Extract:
━━━━━━━━━━━━━━━━━━━━

Barry K Wilson, Paisley

TO maintain a centre of calm and stability amid the chaos created by Boris Johnson’s no-deal Brexit on October 31, Jean-Claude Juncker may, according to reports, stay on as president of the European Commission until next June. In contrast to Britain, Europe has wide-ranging plans to cope with the fall-out overseen by the über-intelligent German bureaucrat Martin Selmayr, Juncker’s right-hand man and the most senior EU civil servant.

Selmayr’s “no-deal” planning is designed to “protect the vital interests of the EU” so that collateral damage to the UK is inevitable, especially to our jobs, economy, services, air travel and food products, with long border queues. I suspect Boris Johnson will be over, cap in hand, by November, but the withdrawal treaty terms will remain. He clearly thinks he can force Selmayr to change his mind but that really would be a neat trick.

Rev Dr John Cameron, St Andrews

THE Scottish Government’s game-changing initiative to tackle child poverty has been warmly backed by the Child Poverty Action Group, the Joseph Rowntree Foundation, the Poverty Alliance, and Citizens Advice Scotland, yet the Labour Party sourly criticises it for “not going far enough”.

━━━━━━━━━━━━━━━━━━━━

Work task A:
Answer each question from the letters, one answer to a line:
(i) On what date does the first letter say Boris Johnson's no-deal Brexit will take place?
(ii) Who is described as Juncker's right-hand man?
(iii) Which party criticizes the Scottish Government's initiative for "not going far enough"?
Work task B: Render this sentence from the letters in French: "He clearly thinks he can force Selmayr to change his mind but that really would be a neat trick."
Work task C: Carry on the letters, starting after the sentence about the Scottish Government's child poverty initiative.

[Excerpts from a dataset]

━━━━━━━━━━━━━━━━━━━━

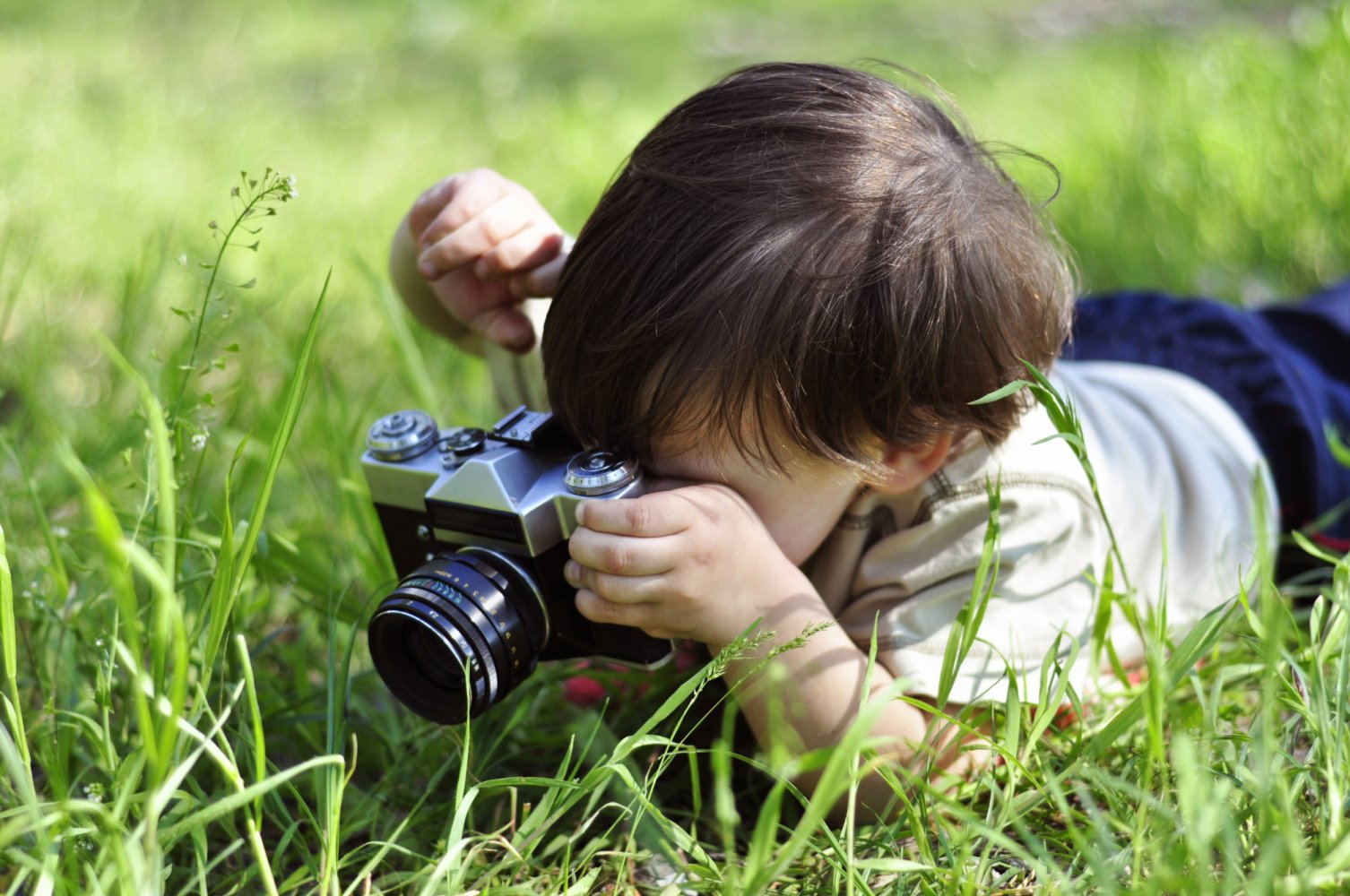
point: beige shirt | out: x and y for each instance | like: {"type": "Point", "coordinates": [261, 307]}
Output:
{"type": "Point", "coordinates": [1177, 471]}
{"type": "Point", "coordinates": [1176, 474]}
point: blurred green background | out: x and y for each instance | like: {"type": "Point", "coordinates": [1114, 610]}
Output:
{"type": "Point", "coordinates": [1202, 147]}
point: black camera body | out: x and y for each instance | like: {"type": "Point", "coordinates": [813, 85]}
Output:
{"type": "Point", "coordinates": [477, 524]}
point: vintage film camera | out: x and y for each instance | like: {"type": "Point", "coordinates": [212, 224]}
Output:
{"type": "Point", "coordinates": [477, 524]}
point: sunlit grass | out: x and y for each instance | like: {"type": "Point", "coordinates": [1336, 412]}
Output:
{"type": "Point", "coordinates": [189, 554]}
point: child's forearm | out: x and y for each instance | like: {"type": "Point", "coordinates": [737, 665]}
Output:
{"type": "Point", "coordinates": [816, 690]}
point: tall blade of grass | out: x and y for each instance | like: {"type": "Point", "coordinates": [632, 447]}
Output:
{"type": "Point", "coordinates": [218, 595]}
{"type": "Point", "coordinates": [168, 633]}
{"type": "Point", "coordinates": [245, 797]}
{"type": "Point", "coordinates": [10, 653]}
{"type": "Point", "coordinates": [1195, 645]}
{"type": "Point", "coordinates": [224, 600]}
{"type": "Point", "coordinates": [112, 543]}
{"type": "Point", "coordinates": [968, 618]}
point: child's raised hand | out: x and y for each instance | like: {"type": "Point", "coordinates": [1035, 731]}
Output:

━━━━━━━━━━━━━━━━━━━━

Response A:
(i) October 31
(ii) Martin Selmayr
(iii) The Labour Party

Response B: Il pense manifestement pouvoir forcer Selmayr à changer d'avis, mais ce serait vraiment un joli tour de force.

Response C:
This is the same Labour Party which for decades presided over high levels of poverty, with Glasgow alone infamous for having the worst slums in Europe, where children suffered chronic health problems due to living in houses riddled with damp and condensation, many with no baths or inside toilets, in constituencies where far too often Labour MPs and councillors wore invisibility cloaks and only revealed themselves to their constituents when they wanted their vote.

This is the same Labour Party which impotently wrung its hands while Margaret Thatcher imposed her poll tax on Scotland and decimated Scotland’s industries. This is the same Labour Party which stood shoulder to shoulder with the Tories at the last independence referendum, and which will almost certainly stand shoulder-to-shoulder with them at the next.

And it is because of the laziness and arrogance of this self-same Labour Party which for years took Scottish votes for granted that disillusioned voters in its heartlands deserted it in disgust, with Labour’s latest humiliation coming last month at the EU elections, when its vote collapsed and it trailed into fifth place in Scotland with less than 10 per cent of the vote.

The Labour Party is in no position to lecture anyone about “not going far enough”; it did not go nearly far enough when it had the trust of Scotland’s voters, which is why droves of them will never vote Labour again.

Ruth Marr, Stirling

SPEAKING at the G20 meeting, Vladimir Putin claims the liberal dream across the globe has gone and been replaced by ‘’nationalism and populism.’’ He may well be correct.

Having witnessed this phenomenon at first hand in Scotland over the past couple of decades I can say that nationalism is a most unpleasant creed and has brought to my own country an overpowering sense of ‘’me-first,’’ flag-waving, and a lack of toleration for other views, which at times borders on hatred.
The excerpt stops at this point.